(Stored data entries)

········

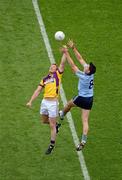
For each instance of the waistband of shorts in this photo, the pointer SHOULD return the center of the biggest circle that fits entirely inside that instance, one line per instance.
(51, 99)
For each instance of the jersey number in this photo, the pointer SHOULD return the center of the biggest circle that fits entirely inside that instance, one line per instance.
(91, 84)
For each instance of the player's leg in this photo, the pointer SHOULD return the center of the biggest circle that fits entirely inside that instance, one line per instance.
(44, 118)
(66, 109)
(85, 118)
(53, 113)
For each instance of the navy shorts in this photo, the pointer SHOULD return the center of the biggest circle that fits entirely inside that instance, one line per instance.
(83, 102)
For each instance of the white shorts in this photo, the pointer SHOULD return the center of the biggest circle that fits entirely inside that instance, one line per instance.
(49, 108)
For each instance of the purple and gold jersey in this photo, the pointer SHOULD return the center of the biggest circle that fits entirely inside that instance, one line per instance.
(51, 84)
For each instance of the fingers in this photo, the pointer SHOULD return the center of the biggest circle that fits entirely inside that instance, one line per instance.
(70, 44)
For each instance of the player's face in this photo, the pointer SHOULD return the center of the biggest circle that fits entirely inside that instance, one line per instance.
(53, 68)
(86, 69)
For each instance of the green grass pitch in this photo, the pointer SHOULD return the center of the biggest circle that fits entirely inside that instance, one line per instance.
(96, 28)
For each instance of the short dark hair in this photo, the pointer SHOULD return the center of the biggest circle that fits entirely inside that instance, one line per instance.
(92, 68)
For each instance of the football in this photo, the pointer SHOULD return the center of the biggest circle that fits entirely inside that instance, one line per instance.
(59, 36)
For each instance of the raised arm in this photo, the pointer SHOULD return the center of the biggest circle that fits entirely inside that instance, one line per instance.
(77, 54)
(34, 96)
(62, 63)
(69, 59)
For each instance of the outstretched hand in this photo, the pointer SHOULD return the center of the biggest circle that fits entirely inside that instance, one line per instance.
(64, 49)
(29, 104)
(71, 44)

········

▶ YOUR INSTRUCTIONS: Please transcribe every record above exactly as written, leaving out the pictures.

▶ WRITTEN SOLUTION:
For each instance of the waistband of shorts in this photo, the pointer SHOULD return the center of the biggest circle that fits entirely inside that instance, one line per instance.
(51, 99)
For each instance of the jersey number in this photo, the pointer SHOULD return the center of the biggest circle that fits entirely inside that instance, one line per instance.
(91, 84)
For each instance of the player's leg in this photo, the pointer SHOULD return the center of the biggest circle that fits entirely inside that instance, one line per instance.
(44, 118)
(66, 109)
(85, 118)
(53, 113)
For each instance of the navy shorts in this photo, the pointer SHOULD return the center of the biggest circle that fits entirely inside that instance, one line per instance.
(83, 102)
For each instance of the white shorts in this photo, the pointer SHOULD return the center of the biggest circle that fits entirely inside that instance, one line per instance.
(49, 108)
For each instance of the purple and gold jersey in this photo, the pointer SHOULD return the center of the biggest circle that fits entirely inside that instance, one line per instance.
(51, 84)
For each instance of the fingers in this photo, the pointer SHOULD return the center of the biggest circle that fits entirely inside that instance, one line per instance.
(70, 44)
For each instance of the player's face in this photo, the pointer SHOULD return the center of the biggest circle that fits entirely inside that instance, one line per instance.
(53, 68)
(86, 69)
For each instance of the green grass pitch in this photo, the pointer SHOULD return the center of the biggest circle that fits entirely inside that instance, one line per instance.
(96, 28)
For each instance of the short dark hair in this photo, the pointer SHOULD return the center of the biggest circle that fits entirely inside that instance, one line per instance.
(92, 68)
For each instance of the football in this photo, the pointer SHOULD return the center of the biggest circle that fits entirely inside that instance, one line per instance.
(59, 36)
For each instance of the raised arm in this photo, the pointer SHOULD return the center of the biggest circle that fits entirely inside that instance, one line per instance.
(77, 54)
(34, 96)
(62, 63)
(69, 59)
For each instance of the outstretched hand in this photo, the pointer SHOULD return the center of the biggest circle that fits entirely inside that instance, one line per instance.
(64, 49)
(29, 104)
(71, 44)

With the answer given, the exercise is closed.